▶ [What is asked]: Make an exact copy of all the records.
>> Start Given entries
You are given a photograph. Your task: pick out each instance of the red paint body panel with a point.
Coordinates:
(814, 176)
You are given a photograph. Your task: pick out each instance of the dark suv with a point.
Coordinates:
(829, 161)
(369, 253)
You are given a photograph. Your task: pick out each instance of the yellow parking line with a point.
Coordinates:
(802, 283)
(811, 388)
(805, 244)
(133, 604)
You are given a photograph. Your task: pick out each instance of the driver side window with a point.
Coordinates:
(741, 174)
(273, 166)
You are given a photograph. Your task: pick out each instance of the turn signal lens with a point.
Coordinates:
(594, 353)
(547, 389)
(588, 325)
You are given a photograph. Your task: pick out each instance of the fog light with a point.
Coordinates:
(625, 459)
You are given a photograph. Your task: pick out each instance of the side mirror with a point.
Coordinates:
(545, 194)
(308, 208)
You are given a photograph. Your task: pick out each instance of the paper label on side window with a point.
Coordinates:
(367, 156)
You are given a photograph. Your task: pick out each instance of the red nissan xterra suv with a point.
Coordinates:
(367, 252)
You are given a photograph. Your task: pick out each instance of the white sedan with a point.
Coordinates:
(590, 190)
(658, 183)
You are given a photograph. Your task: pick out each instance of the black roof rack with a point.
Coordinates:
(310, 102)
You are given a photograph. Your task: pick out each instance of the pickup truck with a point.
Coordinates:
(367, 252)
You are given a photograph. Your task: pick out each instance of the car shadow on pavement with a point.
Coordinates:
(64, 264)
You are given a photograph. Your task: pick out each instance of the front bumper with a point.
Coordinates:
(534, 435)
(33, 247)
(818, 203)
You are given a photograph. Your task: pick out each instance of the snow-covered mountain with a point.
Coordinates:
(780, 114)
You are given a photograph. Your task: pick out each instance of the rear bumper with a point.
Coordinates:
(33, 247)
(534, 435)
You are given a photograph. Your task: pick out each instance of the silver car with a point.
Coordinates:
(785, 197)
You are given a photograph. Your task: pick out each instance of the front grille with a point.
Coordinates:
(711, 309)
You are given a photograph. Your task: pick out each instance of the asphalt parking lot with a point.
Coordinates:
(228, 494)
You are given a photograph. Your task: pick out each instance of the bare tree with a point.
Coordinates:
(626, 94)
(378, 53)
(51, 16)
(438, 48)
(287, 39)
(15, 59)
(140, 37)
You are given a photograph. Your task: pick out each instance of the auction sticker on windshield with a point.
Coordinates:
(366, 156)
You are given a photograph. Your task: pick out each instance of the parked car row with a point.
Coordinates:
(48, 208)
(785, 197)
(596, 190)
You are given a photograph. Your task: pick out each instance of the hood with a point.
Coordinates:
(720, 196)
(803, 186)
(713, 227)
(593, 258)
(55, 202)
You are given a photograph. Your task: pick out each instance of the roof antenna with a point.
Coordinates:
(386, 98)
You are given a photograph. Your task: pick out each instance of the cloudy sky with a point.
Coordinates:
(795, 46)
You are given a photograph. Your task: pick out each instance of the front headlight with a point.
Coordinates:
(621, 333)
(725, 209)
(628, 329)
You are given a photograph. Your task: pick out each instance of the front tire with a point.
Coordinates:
>> End Given entries
▶ [Solved problem]:
You are given a photograph. Your task: pick out each instance of the red paint body panel with a point.
Coordinates:
(814, 176)
You are given a photograph. Your task: pick out each instance of the dark suv with a point.
Coordinates:
(829, 161)
(369, 253)
You are given a photograph. Your task: pick out each instance of the yellow parking line with a point.
Coordinates:
(802, 283)
(811, 388)
(805, 244)
(133, 604)
You are given a photograph. Your task: pick out each instance of the driver side window with a point.
Coordinates:
(741, 174)
(273, 166)
You are given a photograph. Your task: pick out each instance of the turn signal lens with a point.
Coordinates:
(594, 353)
(547, 389)
(588, 325)
You are given a photograph. Your task: pick out each instance of the fog light with a point.
Coordinates:
(625, 459)
You are given a photograph. Your task: pick out each instance of the side mirror with a point.
Coordinates:
(545, 194)
(308, 208)
You are given a photograph. Your task: pick out each instance of the paper label on side window with a point.
Coordinates:
(367, 156)
You are given a photograph. Your task: pick out each instance of the red nissan xterra suv with a point.
Coordinates:
(367, 252)
You are given a photograph. Your task: pick out each instance of the white sedan with a point.
Coordinates:
(590, 190)
(658, 183)
You are given a photograph. Your task: pick out each instance of the black roof rack with a point.
Coordinates:
(310, 102)
You are given a photograph. Your task: pick out each instance of the pickup truck with a point.
Coordinates:
(367, 252)
You are given a photograph. Your task: pick out each instance of the car shadow on pavement with a point.
Coordinates:
(64, 264)
You are given a photograph. Your task: pick out each instance of the front bumper with a point.
Coordinates:
(534, 435)
(33, 247)
(818, 203)
You are given a photograph. Your task: pick out each instance of the snow-covered mountain with a point.
Coordinates:
(780, 114)
You are given a photograph. Your task: pick out each instance of the rear bumper with a point.
Coordinates:
(33, 247)
(534, 435)
You are given a photograph. Your task: pick out each instance of the silver car with a point.
Coordinates:
(785, 197)
You are given a photograph. Your task: pick out each instance of the front grille with a point.
Coordinates:
(711, 309)
You are given a photograph. Your task: pick out each instance of the asphalt parking lot with a point.
Coordinates:
(228, 494)
You are given a photograph. Your task: pick out each instance of the bare tree with a point.
Coordinates:
(626, 94)
(378, 53)
(51, 16)
(438, 48)
(287, 39)
(15, 59)
(140, 37)
You are given a photograph. Your task: pick out each instance of the auction sticker on windshield with a point.
Coordinates:
(366, 156)
You are given a photograph. Your task: pick out each instance of the parked car row with a point.
Coordinates:
(48, 208)
(785, 197)
(596, 190)
You are given a photograph. Your task: pick out each instance of the hood with a point.
Coordinates:
(720, 196)
(803, 186)
(713, 227)
(593, 258)
(55, 202)
You are given a photograph. Your task: pick out each instance of the roof antenna with a point.
Coordinates:
(386, 98)
You are given a photograph. Your task: pick out each instance of the cloudy sky with a point.
Coordinates:
(795, 46)
You are given a photograph. Your task: pick out each instance of the front headlight with a point.
Coordinates:
(621, 333)
(725, 209)
(628, 329)
You are given a photograph. Your task: pick out each instance of the front tire with a point.
Coordinates:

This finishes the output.